__Stored records__

-.-.-

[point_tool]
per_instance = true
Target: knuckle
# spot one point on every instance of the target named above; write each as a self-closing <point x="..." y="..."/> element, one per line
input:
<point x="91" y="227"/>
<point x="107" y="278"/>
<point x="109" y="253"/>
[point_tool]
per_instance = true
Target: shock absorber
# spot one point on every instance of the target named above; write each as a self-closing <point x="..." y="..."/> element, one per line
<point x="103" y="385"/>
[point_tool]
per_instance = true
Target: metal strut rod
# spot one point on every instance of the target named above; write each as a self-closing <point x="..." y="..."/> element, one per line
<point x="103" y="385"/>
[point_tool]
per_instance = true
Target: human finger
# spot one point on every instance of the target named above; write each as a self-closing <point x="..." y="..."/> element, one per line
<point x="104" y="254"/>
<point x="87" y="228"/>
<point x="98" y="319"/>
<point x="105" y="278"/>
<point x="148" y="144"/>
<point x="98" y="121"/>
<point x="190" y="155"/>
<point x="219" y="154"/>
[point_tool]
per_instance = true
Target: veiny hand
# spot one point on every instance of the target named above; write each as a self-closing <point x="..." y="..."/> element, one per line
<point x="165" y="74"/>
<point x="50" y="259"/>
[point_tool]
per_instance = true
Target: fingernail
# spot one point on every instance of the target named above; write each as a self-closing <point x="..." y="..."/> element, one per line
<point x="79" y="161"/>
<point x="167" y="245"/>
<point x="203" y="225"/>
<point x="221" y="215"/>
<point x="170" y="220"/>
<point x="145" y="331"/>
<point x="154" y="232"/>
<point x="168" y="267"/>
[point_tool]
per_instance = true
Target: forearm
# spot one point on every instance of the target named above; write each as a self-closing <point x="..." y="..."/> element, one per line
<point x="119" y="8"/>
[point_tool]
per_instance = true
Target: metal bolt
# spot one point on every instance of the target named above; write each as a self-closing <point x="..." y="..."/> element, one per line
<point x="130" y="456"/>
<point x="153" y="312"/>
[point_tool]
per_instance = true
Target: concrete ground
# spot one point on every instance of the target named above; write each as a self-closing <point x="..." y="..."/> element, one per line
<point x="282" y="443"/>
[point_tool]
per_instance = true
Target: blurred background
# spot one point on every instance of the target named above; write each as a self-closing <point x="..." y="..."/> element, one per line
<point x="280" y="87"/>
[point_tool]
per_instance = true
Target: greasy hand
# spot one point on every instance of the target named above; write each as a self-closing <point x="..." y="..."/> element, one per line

-.-.-

__WRITTEN REQUEST__
Exactly reproduce every line of the data above.

__COMPLETED TASK__
[point_tool]
per_instance = true
Target: knuckle
# spot one point on every instance of the target named above; write each as a self-closing <point x="..." y="..."/> element, one per line
input:
<point x="91" y="227"/>
<point x="107" y="278"/>
<point x="109" y="253"/>
[point_tool]
per_instance = true
Target: shock absorber
# spot one point on every instance of the target named above; write each as a self-closing <point x="..." y="..."/> element, one per line
<point x="103" y="385"/>
[point_tool]
per_instance = true
Target: metal strut rod
# spot one point on every instance of the target named above; write each as a self-closing <point x="..." y="..."/> element, one per line
<point x="103" y="385"/>
[point_tool]
per_instance = true
Target: human finger
# spot one point on every instance of the target named above; write each as a self-closing <point x="..." y="..."/> element, one per line
<point x="104" y="254"/>
<point x="87" y="228"/>
<point x="98" y="319"/>
<point x="105" y="278"/>
<point x="148" y="144"/>
<point x="98" y="121"/>
<point x="190" y="155"/>
<point x="219" y="154"/>
[point_tool]
per_instance = true
Target: veiny hand
# spot one point on every instance of the target named above; write each as a self-closing <point x="..." y="..."/> element, one per line
<point x="165" y="74"/>
<point x="50" y="259"/>
[point_tool]
per_instance = true
Target: fingernail
# spot one point on every instance of the target named above; write each as a self-closing <point x="..." y="..."/> element, one per line
<point x="79" y="161"/>
<point x="167" y="245"/>
<point x="203" y="225"/>
<point x="221" y="215"/>
<point x="170" y="220"/>
<point x="145" y="331"/>
<point x="154" y="232"/>
<point x="168" y="267"/>
[point_tool]
per_instance = true
Target: forearm
# spot one point on every instance of the target named above; write each as a self-closing <point x="..." y="..."/> element, one per line
<point x="119" y="8"/>
[point_tool]
per_instance = true
Target: metal bolt
# spot one point on every instance of the target named above; write each as a self-closing <point x="..." y="..."/> element, one per line
<point x="130" y="456"/>
<point x="153" y="312"/>
[point_tool]
per_instance = true
Target: concrete ground
# spot one point on every instance of the target named above; write each as a self-closing <point x="..." y="..."/> element, one per line
<point x="282" y="443"/>
[point_tool]
per_instance = true
Target: blurred background
# spot one point on every instance of the target named above; write each as a self-closing <point x="..." y="..."/> element, one per line
<point x="280" y="87"/>
[point_tool]
per_instance = true
Target: greasy hand
# spot one point on every instance of the target named above; write each as a self-closing <point x="..." y="..."/> element, one per line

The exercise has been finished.